:: EXCERPTED TEXT ::
================
Figure 2. A subset of a serial set of coronal sections through a Pacific shark brain, from the rostral pole to the mid-cerebellum (a–q). The numbers represent the coronal distances (only key levels are shown; the rostro-caudal step is not constant). The sections were first imaged unstained, wet, and uncoverslipped to show the distribution of dense and highly refractive fiber tracts (the right columns) and then were stained with thionine to show the distribution of cell bodies (the left columns). At each coronal level, the sections in the right and left columns are the same. All sections were imaged in bright-field with a 1 × objective. 3V, third ventricle; asb, area superficialis basalis; cer, cerebellum; fbt, fasciculus basalis telencephali; inf, infundibulum; och, optic chiasm; opt, optic tract; OT, optic tectum; VImp, ventricle impar; VL, lateral ventricle; VT, tectal ventricle. Scale bar = 3 mm.

The highly refractive structures were likely myelinated (de Bellard, 2016; Zalc, 2016; Verkhratsky et al., 2022), but the presence of myelin-associated proteins [e.g., myelin protein zero (MPZ)] was not directly examined in this study. Based on studies in other shark species, the angelshark telencephalon should contain several well-defined projections (Smeets, 1998; Hofmann and Northcutt, 2012). However, the majority of projections within the telencephalon are unmyelinated and loosely organized (Smeets et al., 1983; Smeets, 1998). The fbt is a notable exception and contains myelinated axons, as has been reported in another squalomorph species, the spiny dogfish (Squalus acanthias) (Smeets, 1998). In the angelshark, the fbt was located just ventral to the caudal asb (Figures 3A–C). The asb contributes axons to the fbt (Hofmann and Northcutt, 2012), but probably not to the extent that was previously assumed (Smeets, 1998).
================
:: DESCRIPTION OF THE TASK ::
Pick up the shark brain passage after its last sentence and write the next few sentences.
================
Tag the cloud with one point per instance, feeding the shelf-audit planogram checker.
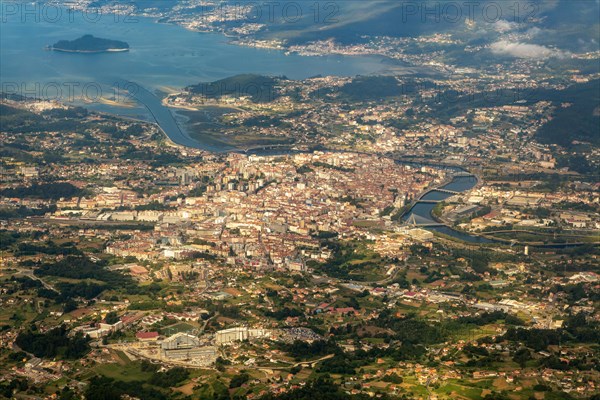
(524, 50)
(503, 26)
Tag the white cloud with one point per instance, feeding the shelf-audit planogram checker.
(524, 50)
(504, 26)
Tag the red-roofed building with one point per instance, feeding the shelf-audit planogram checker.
(146, 336)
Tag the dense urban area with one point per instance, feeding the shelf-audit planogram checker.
(393, 236)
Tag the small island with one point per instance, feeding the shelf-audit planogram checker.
(89, 44)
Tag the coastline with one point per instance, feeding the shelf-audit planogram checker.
(87, 51)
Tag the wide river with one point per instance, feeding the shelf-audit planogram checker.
(163, 58)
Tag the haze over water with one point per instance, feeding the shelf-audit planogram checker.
(162, 56)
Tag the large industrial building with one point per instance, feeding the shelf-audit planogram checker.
(183, 346)
(239, 334)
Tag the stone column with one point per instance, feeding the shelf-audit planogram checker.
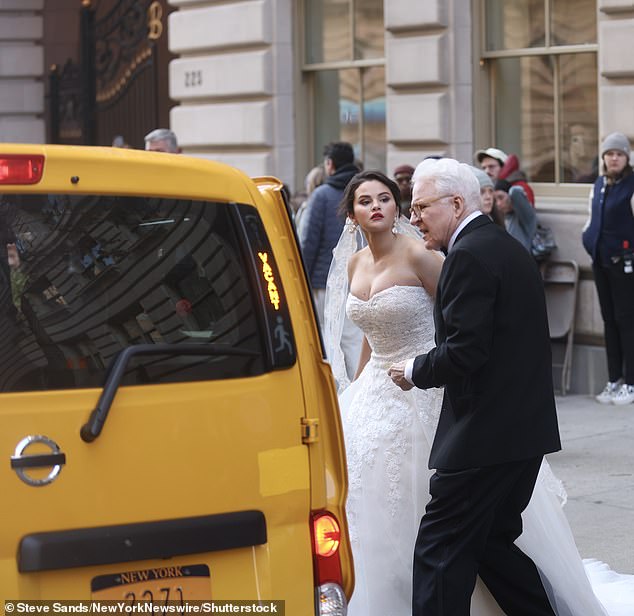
(21, 71)
(234, 83)
(616, 67)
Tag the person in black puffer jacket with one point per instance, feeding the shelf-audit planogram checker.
(608, 238)
(320, 233)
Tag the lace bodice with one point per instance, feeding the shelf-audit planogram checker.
(398, 322)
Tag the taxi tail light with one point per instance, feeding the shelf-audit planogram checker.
(326, 537)
(21, 168)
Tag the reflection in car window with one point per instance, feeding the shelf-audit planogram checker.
(83, 277)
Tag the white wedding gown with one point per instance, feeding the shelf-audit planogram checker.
(388, 434)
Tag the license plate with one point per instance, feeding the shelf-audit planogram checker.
(160, 584)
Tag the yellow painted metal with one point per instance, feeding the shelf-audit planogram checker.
(178, 450)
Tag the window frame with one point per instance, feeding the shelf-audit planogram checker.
(485, 86)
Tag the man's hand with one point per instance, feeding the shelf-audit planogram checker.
(397, 373)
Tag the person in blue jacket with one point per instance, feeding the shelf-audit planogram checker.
(320, 233)
(608, 238)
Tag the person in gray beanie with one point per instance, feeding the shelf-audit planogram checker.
(608, 237)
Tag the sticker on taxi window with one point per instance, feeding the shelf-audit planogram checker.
(267, 271)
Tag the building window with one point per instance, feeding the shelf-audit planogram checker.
(541, 57)
(345, 62)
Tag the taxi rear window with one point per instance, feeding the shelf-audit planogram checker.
(84, 277)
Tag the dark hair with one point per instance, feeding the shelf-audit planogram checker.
(346, 207)
(340, 152)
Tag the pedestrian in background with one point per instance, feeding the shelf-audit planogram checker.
(608, 237)
(487, 197)
(519, 215)
(162, 140)
(320, 233)
(315, 177)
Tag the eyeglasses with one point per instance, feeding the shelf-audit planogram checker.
(418, 206)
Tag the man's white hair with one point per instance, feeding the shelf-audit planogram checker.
(450, 177)
(163, 134)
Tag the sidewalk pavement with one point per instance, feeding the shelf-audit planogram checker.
(596, 465)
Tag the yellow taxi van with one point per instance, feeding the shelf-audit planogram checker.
(169, 425)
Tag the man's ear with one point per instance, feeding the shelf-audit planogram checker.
(458, 204)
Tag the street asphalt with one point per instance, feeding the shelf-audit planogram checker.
(596, 465)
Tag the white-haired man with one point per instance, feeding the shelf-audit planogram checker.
(498, 417)
(162, 140)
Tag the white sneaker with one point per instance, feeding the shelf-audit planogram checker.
(609, 392)
(624, 395)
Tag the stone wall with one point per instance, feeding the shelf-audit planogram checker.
(233, 80)
(21, 72)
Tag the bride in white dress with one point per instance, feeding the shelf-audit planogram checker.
(388, 432)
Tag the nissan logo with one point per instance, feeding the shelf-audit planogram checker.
(22, 461)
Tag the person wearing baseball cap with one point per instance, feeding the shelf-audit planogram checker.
(608, 237)
(491, 161)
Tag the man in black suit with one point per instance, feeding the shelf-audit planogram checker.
(498, 418)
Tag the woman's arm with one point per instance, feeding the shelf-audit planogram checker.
(427, 264)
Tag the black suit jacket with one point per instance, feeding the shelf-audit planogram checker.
(493, 354)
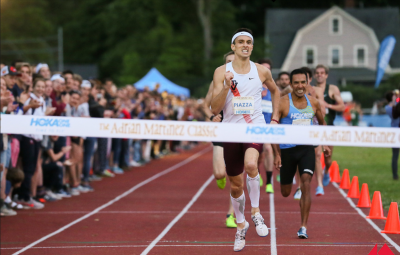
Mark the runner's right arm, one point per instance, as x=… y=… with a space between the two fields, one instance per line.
x=207 y=104
x=221 y=89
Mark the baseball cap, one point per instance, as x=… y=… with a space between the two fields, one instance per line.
x=57 y=77
x=40 y=66
x=9 y=70
x=86 y=84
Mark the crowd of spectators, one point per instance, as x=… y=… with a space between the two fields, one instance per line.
x=37 y=169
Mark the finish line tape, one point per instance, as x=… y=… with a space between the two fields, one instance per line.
x=201 y=131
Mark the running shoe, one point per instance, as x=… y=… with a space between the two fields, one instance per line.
x=82 y=189
x=221 y=183
x=5 y=211
x=240 y=238
x=319 y=191
x=75 y=191
x=269 y=188
x=95 y=178
x=261 y=228
x=88 y=187
x=302 y=233
x=230 y=221
x=326 y=180
x=134 y=163
x=63 y=193
x=53 y=195
x=117 y=170
x=107 y=173
x=297 y=195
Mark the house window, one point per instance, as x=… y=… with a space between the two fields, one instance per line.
x=335 y=26
x=360 y=55
x=309 y=55
x=335 y=55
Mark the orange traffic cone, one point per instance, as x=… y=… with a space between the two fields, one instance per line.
x=335 y=172
x=345 y=183
x=365 y=200
x=393 y=222
x=376 y=211
x=354 y=191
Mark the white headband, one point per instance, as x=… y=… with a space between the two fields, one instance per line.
x=40 y=66
x=242 y=33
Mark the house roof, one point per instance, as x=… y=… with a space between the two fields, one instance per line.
x=282 y=25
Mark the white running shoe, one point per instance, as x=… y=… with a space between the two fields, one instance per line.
x=297 y=195
x=240 y=238
x=261 y=228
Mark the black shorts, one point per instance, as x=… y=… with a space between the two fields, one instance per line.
x=218 y=144
x=302 y=156
x=234 y=156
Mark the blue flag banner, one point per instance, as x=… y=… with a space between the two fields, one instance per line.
x=385 y=52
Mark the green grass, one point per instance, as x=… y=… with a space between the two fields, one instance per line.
x=372 y=166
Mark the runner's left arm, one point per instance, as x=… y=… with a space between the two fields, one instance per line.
x=275 y=93
x=339 y=106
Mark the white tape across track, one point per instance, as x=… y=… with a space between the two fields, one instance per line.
x=201 y=131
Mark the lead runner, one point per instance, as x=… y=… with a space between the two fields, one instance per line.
x=235 y=83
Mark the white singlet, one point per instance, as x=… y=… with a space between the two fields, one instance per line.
x=246 y=98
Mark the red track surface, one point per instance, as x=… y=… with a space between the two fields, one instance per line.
x=129 y=225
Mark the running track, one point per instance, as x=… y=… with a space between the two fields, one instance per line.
x=173 y=206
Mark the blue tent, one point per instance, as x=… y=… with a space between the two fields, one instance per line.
x=154 y=76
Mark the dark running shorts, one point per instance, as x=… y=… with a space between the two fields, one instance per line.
x=234 y=156
x=302 y=156
x=218 y=144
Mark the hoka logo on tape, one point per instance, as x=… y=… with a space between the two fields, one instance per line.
x=265 y=131
x=42 y=122
x=301 y=115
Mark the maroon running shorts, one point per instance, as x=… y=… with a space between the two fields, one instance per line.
x=234 y=156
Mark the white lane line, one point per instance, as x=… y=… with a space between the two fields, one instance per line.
x=178 y=217
x=197 y=245
x=167 y=212
x=172 y=168
x=274 y=250
x=396 y=246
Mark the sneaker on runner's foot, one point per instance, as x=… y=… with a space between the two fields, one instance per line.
x=319 y=191
x=302 y=233
x=297 y=195
x=230 y=221
x=240 y=238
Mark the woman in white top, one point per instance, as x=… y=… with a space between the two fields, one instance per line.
x=30 y=143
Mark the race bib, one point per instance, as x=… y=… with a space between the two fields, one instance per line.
x=301 y=122
x=243 y=105
x=266 y=106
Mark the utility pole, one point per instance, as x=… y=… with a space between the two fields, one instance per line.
x=60 y=50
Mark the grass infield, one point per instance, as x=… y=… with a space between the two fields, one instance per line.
x=372 y=166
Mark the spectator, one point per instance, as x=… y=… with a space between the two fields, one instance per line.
x=35 y=105
x=394 y=114
x=44 y=70
x=53 y=163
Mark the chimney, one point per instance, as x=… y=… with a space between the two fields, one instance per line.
x=349 y=3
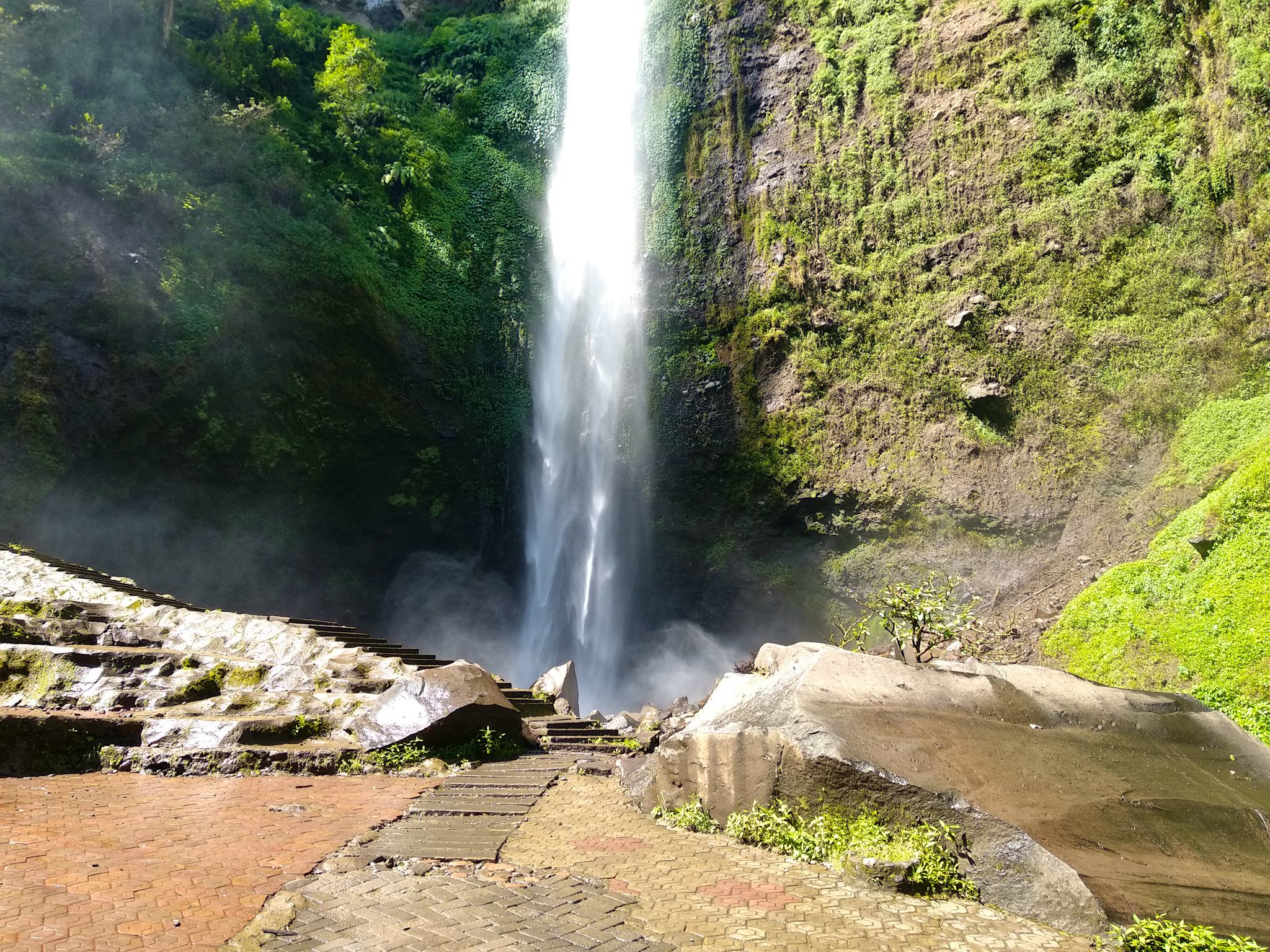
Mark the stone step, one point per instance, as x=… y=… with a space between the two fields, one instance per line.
x=602 y=748
x=309 y=758
x=83 y=571
x=235 y=730
x=596 y=731
x=128 y=656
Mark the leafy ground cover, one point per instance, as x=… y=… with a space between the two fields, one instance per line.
x=1161 y=935
x=861 y=842
x=929 y=851
x=1178 y=620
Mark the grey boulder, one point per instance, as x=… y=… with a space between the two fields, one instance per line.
x=1080 y=801
x=561 y=682
x=441 y=706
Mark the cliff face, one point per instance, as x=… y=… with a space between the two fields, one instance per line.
x=265 y=282
x=950 y=275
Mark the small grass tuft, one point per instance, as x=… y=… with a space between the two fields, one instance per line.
x=689 y=816
x=860 y=840
x=1161 y=935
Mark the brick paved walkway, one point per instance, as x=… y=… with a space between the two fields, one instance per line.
x=706 y=890
x=376 y=910
x=110 y=861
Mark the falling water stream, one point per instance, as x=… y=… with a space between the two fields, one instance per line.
x=586 y=522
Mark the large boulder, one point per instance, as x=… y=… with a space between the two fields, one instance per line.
x=561 y=683
x=1078 y=800
x=446 y=705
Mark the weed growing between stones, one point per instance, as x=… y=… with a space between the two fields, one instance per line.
x=487 y=746
x=1161 y=935
x=690 y=816
x=629 y=743
x=921 y=858
x=304 y=728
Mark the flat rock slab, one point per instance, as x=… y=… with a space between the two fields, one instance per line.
x=469 y=818
x=1077 y=799
x=706 y=890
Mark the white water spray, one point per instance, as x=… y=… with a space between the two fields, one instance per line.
x=586 y=521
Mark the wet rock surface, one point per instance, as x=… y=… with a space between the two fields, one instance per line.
x=562 y=684
x=1078 y=800
x=442 y=706
x=110 y=674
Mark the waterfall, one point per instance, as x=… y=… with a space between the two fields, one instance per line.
x=586 y=519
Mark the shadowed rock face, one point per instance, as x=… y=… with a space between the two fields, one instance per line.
x=442 y=706
x=1077 y=798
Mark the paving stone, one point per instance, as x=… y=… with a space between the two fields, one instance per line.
x=110 y=861
x=705 y=890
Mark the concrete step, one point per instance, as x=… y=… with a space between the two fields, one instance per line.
x=597 y=731
x=235 y=730
x=308 y=758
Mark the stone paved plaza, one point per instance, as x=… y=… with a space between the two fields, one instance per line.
x=113 y=861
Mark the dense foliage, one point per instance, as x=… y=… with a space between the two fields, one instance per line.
x=1179 y=620
x=270 y=249
x=1081 y=187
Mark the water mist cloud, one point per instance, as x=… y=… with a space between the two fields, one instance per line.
x=450 y=607
x=678 y=659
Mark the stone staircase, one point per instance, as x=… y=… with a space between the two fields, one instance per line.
x=192 y=701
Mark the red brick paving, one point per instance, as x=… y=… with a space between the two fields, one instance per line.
x=732 y=894
x=110 y=861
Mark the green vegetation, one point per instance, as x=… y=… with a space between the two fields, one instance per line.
x=1161 y=935
x=930 y=851
x=675 y=75
x=9 y=609
x=74 y=752
x=305 y=726
x=318 y=247
x=689 y=816
x=33 y=674
x=1180 y=621
x=1077 y=186
x=246 y=677
x=915 y=617
x=487 y=746
x=210 y=683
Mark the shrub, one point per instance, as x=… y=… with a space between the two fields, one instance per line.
x=1161 y=935
x=915 y=617
x=689 y=816
x=863 y=840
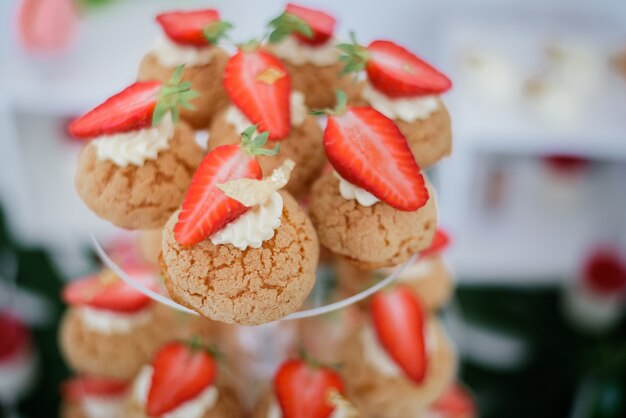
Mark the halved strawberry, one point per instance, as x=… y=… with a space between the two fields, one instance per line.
x=394 y=70
x=399 y=73
x=181 y=372
x=456 y=402
x=440 y=242
x=79 y=387
x=196 y=28
x=321 y=23
x=108 y=292
x=15 y=336
x=206 y=209
x=399 y=321
x=259 y=85
x=303 y=388
x=138 y=106
x=368 y=150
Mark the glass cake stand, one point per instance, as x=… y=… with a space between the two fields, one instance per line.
x=322 y=299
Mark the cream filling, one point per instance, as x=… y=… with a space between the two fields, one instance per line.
x=240 y=122
x=135 y=147
x=300 y=53
x=253 y=227
x=109 y=322
x=405 y=109
x=351 y=192
x=103 y=406
x=193 y=408
x=170 y=54
x=376 y=356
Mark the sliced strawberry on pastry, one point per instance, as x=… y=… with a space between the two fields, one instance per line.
x=140 y=105
x=81 y=387
x=399 y=320
x=106 y=291
x=206 y=208
x=393 y=69
x=197 y=28
x=304 y=387
x=259 y=85
x=322 y=24
x=368 y=150
x=181 y=371
x=440 y=242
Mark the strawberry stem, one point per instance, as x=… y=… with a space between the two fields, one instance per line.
x=354 y=56
x=340 y=108
x=255 y=145
x=174 y=94
x=216 y=31
x=287 y=24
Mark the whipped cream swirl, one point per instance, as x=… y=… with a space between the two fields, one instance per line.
x=240 y=122
x=351 y=192
x=376 y=356
x=405 y=109
x=135 y=147
x=253 y=227
x=171 y=55
x=109 y=322
x=193 y=408
x=300 y=53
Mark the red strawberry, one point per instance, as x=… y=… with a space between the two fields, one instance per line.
x=322 y=24
x=456 y=402
x=128 y=110
x=109 y=292
x=187 y=27
x=15 y=336
x=303 y=389
x=367 y=149
x=440 y=242
x=399 y=73
x=77 y=388
x=206 y=209
x=181 y=372
x=258 y=84
x=399 y=320
x=138 y=106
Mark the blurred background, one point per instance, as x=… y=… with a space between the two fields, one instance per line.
x=534 y=194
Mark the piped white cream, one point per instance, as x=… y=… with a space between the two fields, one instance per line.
x=193 y=408
x=299 y=53
x=135 y=147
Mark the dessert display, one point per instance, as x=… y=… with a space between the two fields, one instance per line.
x=400 y=361
x=181 y=381
x=239 y=250
x=260 y=88
x=190 y=38
x=428 y=276
x=375 y=209
x=139 y=159
x=306 y=388
x=404 y=88
x=93 y=397
x=304 y=39
x=111 y=329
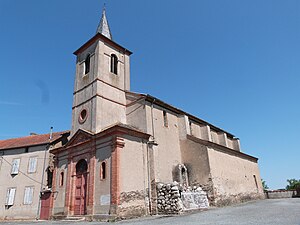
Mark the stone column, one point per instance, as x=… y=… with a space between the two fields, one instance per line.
x=117 y=145
x=91 y=180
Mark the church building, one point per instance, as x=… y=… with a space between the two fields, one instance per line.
x=123 y=143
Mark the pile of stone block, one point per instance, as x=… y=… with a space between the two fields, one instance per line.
x=173 y=198
x=168 y=198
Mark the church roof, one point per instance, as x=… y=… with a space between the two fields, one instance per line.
x=103 y=27
x=161 y=103
x=31 y=140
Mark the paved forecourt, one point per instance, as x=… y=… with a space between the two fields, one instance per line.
x=264 y=212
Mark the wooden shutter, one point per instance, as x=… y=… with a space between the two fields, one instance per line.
x=15 y=166
x=32 y=165
x=10 y=196
x=28 y=194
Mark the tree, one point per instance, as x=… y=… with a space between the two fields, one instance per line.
x=264 y=184
x=292 y=184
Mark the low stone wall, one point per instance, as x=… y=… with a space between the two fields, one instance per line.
x=281 y=194
x=172 y=198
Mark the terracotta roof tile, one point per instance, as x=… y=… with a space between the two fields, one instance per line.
x=29 y=140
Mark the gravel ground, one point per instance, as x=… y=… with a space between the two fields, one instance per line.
x=265 y=212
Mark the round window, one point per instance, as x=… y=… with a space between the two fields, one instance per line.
x=82 y=116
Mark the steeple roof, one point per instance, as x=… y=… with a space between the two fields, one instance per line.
x=103 y=27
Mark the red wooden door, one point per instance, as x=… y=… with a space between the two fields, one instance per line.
x=45 y=206
x=80 y=195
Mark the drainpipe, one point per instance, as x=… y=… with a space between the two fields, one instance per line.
x=152 y=119
x=43 y=174
x=150 y=145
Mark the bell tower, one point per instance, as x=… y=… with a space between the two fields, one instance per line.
x=102 y=77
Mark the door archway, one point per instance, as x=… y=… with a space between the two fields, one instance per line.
x=80 y=187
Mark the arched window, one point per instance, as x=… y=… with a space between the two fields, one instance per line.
x=87 y=64
x=114 y=64
x=103 y=171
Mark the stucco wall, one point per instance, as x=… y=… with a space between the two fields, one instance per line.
x=167 y=153
x=133 y=177
x=195 y=157
x=233 y=177
x=60 y=194
x=102 y=186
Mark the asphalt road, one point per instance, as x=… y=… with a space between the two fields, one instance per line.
x=264 y=212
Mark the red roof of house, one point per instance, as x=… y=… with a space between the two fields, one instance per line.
x=31 y=140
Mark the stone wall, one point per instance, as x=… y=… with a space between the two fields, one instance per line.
x=280 y=194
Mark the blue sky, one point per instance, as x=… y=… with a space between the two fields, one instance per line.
x=233 y=63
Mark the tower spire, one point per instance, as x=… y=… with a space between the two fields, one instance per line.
x=103 y=27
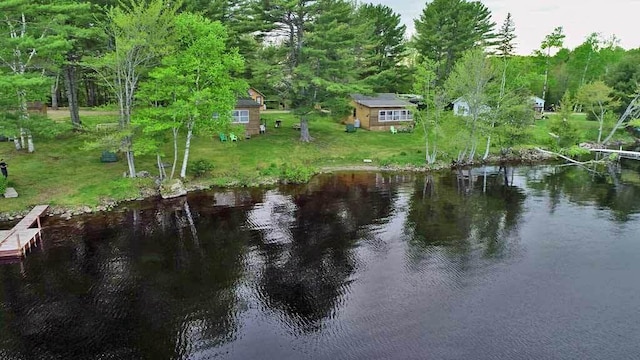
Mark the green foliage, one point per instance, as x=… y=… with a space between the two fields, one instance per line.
x=563 y=126
x=3 y=184
x=382 y=48
x=296 y=174
x=271 y=170
x=200 y=167
x=448 y=28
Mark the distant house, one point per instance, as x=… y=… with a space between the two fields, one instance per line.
x=247 y=113
x=258 y=97
x=461 y=107
x=380 y=112
x=538 y=103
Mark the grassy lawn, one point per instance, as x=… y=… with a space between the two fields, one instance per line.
x=61 y=173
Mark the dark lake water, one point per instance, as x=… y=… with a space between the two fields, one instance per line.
x=531 y=263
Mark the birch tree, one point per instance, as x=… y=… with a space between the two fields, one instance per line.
x=596 y=98
x=195 y=82
x=551 y=41
x=141 y=33
x=470 y=80
x=433 y=99
x=33 y=38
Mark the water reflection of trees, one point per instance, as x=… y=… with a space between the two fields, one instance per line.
x=308 y=260
x=151 y=284
x=617 y=189
x=469 y=213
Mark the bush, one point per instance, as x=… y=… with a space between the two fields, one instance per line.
================
:: ANSWER TO THE PROBLEM ::
FIGURE 3

Figure 3. (A) A coronal section through the telencephalon stained to visualize cell bodies. (B) The same section before staining imaged wet to visualize major fiber tracts. (C) The two images superimposed (pseudocolored blue and yellow, respectively). (D) A coronal section through the mesencephalon stained to visualize cell bodies. The arrowhead indicates the mesencephalic trigeminal nucleus (Me5). (E,F) High-power images of Me5, showing thick subependymal processes (arrows) and cell bodies that cross the ependymal layer and come into direct contact with CSF (asterisks). (G) A coronal section through the cerebellum and myelencephalon stained to visualize cell bodies. The inset shows a schematic rostro-caudal view of the four granular eminences. (H) A high-power image of the cerebellum (approximately corresponding to the boxed area in G). The sections correspond to the following coronal levels in Figure 2: (A–C) to level (h), (D–F) to level (p), and (G–H) to level (q). Sections (A,D–H) were stained with thionine; all sections were imaged in bright-field. asb, area superficialis basalis; CSF, cerebrospinal fluid; GC, granule cells; ge, granular eminence; fbt, fasciculus basalis telencephali; ML, molecular layer; OT, optic tectum; PC, Purkinje cells; VC, cerebellar ventricle; ve, ventral eminence; VImp, ventricle impar; VT, tectal ventricle. Scale bars = 1 mm (A–D,G), 100 μm (E,F), 400 μm (H).

A cluster of giant (around 100 μm in length) cells were present in the roof of the tectal ventricle (Figure 3D). These cells corresponded to the mesencephalic trigeminal nucleus described in other shark species (Roberts and Witkovsky, 1975; Witkovsky and Roberts, 1975, 1976; MacDonnell, 1980, 1983, 1984; 1989). Consistent with these observations, the angelshark cells had thick subependymal processes, and some of their somata penetrated the ependyma to come into direct contact with the cerebrospinal fluid (CSF; Figures 3E, F). Somata inside the ependymal layer were consistently observed across the specimens, suggesting it was not a sectioning artifact.

The angelshark cerebellum had a structure typical for elasmobranchs (Figures 3G, H). The granule cells were concentrated in the granular eminences (Butler and Hodos, 2005), long rostro-caudal columns that appeared nearly circular in some coronal sections.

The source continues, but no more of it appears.